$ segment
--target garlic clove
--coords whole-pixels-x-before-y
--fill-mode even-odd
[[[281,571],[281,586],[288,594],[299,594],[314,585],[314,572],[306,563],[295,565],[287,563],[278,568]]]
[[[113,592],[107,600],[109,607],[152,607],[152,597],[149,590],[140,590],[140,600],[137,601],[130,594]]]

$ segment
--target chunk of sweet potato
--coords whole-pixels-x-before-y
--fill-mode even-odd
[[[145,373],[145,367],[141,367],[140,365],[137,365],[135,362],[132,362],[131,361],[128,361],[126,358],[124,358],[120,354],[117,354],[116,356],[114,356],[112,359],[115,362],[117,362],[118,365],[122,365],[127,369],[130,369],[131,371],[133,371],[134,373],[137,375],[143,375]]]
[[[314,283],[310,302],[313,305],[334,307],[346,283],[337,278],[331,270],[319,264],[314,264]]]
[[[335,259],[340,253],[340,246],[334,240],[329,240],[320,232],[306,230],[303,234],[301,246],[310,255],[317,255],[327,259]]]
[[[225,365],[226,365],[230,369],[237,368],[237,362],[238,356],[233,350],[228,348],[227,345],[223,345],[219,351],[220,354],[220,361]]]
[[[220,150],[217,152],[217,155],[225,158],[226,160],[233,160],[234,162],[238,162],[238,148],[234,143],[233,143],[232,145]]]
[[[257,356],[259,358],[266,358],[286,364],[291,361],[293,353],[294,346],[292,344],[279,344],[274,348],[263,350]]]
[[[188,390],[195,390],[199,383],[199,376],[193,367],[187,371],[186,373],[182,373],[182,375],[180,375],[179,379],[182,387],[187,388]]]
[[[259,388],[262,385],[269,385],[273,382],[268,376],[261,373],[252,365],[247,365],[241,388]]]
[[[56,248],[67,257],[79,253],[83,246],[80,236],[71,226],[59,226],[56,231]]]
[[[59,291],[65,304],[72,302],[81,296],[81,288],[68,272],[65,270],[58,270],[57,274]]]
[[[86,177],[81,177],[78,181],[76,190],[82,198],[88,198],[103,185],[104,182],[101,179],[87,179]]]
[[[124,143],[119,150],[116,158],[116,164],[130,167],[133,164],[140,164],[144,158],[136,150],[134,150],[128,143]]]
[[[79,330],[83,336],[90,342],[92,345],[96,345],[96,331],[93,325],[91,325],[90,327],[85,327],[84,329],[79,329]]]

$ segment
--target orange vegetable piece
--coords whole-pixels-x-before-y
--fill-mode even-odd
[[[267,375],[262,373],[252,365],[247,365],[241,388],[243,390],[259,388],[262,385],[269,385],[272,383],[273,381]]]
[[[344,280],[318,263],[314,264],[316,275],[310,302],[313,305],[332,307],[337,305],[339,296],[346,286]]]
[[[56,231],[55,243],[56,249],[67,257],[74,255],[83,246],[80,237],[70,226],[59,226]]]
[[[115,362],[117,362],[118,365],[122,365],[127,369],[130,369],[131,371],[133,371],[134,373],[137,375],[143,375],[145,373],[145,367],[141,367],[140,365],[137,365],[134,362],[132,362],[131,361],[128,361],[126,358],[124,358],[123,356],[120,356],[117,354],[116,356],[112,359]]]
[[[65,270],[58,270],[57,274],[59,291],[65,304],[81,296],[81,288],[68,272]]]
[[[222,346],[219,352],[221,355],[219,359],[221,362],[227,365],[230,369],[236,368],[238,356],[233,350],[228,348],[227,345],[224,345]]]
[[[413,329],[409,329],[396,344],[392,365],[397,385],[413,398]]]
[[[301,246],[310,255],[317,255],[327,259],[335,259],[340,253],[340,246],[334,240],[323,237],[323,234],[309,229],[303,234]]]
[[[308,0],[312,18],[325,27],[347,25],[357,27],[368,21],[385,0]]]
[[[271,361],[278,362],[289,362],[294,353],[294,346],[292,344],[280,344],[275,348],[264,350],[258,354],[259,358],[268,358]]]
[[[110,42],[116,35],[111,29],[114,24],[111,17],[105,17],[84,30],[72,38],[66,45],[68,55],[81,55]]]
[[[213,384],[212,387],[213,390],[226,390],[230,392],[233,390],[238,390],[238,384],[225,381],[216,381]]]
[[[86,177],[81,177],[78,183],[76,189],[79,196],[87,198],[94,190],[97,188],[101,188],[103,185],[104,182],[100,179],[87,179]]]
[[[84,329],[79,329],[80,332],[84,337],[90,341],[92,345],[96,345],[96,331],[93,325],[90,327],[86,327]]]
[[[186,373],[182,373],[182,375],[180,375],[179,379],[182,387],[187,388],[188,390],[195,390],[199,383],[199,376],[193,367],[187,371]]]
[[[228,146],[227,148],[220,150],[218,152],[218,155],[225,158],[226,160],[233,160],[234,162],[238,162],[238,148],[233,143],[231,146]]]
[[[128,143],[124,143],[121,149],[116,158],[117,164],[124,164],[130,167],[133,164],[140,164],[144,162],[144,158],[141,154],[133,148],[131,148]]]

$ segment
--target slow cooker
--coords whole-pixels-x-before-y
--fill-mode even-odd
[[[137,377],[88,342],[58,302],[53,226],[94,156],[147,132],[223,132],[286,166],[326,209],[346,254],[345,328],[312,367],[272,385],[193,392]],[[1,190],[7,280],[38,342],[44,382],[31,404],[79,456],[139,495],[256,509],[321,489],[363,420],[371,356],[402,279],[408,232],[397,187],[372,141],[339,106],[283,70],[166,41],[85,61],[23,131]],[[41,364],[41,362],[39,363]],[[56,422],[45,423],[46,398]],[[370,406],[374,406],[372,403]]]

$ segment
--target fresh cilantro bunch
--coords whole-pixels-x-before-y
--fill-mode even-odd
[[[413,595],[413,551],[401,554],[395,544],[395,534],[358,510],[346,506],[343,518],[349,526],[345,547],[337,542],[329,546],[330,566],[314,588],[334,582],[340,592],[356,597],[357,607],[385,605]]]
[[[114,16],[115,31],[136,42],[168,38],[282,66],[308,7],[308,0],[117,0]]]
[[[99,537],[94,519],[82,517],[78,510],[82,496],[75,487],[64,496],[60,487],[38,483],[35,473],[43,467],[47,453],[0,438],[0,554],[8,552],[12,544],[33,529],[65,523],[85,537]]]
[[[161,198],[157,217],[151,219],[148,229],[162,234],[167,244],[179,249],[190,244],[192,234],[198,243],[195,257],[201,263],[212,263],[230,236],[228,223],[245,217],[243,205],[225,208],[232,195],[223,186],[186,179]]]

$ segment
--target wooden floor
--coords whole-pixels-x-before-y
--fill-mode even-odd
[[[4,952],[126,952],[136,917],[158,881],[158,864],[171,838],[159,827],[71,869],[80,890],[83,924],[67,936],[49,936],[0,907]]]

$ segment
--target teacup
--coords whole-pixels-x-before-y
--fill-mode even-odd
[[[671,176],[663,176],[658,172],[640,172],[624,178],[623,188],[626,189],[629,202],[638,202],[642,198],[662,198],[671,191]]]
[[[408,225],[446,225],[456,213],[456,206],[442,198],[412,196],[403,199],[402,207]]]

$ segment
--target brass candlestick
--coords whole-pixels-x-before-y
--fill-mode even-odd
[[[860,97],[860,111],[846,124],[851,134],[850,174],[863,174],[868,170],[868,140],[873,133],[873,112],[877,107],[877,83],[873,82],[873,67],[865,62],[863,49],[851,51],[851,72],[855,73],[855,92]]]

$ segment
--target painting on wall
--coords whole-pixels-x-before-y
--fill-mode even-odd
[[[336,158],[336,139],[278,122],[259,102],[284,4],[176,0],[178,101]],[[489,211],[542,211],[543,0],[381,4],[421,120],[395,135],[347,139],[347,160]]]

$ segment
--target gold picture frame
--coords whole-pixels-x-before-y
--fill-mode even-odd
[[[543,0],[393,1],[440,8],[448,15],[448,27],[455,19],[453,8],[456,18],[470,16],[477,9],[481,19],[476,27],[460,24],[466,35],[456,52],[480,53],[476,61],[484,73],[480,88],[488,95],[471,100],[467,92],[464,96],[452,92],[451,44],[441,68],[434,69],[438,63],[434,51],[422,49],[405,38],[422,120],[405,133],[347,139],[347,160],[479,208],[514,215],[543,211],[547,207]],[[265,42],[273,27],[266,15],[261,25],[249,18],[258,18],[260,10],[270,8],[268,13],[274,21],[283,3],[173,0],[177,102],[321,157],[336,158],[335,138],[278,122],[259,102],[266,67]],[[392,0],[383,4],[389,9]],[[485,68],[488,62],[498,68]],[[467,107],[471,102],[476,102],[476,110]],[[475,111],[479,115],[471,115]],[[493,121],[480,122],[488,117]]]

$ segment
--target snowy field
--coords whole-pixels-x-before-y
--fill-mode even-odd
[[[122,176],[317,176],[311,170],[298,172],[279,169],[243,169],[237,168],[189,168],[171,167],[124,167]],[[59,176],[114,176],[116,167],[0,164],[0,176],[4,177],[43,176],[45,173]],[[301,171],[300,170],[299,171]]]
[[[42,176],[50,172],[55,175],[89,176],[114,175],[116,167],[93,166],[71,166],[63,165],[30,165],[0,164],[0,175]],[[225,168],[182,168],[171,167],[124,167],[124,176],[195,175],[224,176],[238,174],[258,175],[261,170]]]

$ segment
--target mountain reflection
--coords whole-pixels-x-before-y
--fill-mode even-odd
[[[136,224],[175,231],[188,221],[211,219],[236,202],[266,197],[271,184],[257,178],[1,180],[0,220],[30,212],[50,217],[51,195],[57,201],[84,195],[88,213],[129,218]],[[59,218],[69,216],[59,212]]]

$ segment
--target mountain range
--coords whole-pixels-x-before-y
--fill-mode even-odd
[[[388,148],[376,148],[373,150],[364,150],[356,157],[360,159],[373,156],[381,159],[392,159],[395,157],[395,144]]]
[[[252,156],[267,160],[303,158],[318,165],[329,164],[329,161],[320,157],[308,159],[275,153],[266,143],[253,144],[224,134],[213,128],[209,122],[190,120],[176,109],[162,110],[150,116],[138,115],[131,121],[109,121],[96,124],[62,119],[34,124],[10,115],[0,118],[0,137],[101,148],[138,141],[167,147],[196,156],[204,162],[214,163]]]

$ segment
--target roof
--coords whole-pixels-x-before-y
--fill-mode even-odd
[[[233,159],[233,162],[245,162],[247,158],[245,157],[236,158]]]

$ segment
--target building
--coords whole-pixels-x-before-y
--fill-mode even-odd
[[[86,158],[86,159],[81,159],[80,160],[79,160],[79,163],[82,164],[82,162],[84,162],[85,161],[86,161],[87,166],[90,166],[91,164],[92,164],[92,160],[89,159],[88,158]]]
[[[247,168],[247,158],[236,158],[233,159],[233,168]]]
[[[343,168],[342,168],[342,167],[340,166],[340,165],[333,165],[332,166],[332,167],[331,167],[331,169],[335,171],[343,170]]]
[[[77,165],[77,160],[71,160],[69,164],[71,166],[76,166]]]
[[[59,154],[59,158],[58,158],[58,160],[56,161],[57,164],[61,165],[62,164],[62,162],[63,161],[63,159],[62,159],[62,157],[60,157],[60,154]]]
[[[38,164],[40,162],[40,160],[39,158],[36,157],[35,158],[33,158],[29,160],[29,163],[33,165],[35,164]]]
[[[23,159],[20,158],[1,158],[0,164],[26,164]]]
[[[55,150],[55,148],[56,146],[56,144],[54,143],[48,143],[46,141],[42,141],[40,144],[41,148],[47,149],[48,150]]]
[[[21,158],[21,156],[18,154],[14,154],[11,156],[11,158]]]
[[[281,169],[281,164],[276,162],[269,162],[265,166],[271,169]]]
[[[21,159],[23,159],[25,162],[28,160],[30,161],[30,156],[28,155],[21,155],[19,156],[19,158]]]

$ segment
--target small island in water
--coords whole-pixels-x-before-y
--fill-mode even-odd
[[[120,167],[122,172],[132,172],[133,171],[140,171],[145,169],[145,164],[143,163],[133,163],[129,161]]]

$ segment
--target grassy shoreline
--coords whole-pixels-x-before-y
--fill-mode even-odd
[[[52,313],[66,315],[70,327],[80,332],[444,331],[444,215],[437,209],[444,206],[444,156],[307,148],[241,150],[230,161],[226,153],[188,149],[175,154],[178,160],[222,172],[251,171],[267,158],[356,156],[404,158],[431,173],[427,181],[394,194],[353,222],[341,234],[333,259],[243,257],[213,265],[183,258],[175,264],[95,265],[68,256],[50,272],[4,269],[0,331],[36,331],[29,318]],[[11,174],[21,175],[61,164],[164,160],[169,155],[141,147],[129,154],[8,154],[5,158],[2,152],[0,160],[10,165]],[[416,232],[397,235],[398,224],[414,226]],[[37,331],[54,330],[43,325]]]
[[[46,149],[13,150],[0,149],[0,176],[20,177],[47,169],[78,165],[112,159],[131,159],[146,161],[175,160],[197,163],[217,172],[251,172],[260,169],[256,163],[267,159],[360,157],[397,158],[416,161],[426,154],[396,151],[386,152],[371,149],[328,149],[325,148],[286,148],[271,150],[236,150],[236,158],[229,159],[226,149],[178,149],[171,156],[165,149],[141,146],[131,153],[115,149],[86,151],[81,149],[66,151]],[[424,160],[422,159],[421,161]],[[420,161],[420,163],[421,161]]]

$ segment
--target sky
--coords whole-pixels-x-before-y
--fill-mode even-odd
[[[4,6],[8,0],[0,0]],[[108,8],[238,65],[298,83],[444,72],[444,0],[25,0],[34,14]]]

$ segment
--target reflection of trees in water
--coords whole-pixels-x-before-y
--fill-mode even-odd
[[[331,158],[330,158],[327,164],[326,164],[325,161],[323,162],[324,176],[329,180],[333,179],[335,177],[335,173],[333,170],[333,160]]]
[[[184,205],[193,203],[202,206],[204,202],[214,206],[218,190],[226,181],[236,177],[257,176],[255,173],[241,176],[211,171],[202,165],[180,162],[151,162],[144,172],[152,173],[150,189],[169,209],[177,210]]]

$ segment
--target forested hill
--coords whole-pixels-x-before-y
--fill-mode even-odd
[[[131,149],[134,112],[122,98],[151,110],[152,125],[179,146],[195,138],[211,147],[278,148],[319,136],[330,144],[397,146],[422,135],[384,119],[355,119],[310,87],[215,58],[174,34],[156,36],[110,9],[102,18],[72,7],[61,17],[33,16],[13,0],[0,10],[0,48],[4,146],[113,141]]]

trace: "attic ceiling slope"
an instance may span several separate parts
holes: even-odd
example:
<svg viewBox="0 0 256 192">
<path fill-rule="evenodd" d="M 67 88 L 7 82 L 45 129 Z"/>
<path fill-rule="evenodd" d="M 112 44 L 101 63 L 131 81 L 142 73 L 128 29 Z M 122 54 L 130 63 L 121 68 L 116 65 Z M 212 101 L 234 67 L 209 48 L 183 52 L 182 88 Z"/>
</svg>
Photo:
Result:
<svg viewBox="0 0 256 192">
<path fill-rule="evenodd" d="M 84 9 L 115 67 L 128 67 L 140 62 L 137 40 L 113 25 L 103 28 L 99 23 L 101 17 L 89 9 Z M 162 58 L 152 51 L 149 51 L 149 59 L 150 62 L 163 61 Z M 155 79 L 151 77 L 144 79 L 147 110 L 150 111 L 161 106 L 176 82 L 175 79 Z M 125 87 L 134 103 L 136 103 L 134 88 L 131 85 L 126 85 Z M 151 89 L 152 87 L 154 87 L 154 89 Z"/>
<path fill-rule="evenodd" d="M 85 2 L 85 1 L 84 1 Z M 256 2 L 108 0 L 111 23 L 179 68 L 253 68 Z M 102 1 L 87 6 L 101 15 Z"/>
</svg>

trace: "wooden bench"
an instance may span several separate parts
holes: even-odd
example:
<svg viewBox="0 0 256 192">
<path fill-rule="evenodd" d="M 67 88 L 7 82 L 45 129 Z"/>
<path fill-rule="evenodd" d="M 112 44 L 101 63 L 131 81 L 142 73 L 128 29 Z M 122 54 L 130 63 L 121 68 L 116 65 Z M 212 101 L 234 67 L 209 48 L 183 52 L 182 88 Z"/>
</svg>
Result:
══════════
* [WHAT THE TASK REQUIRES]: Please count the lines in the items above that contain the string "reflection", matching case exactly, and reply with only that number.

* [FULL ANSWER]: 2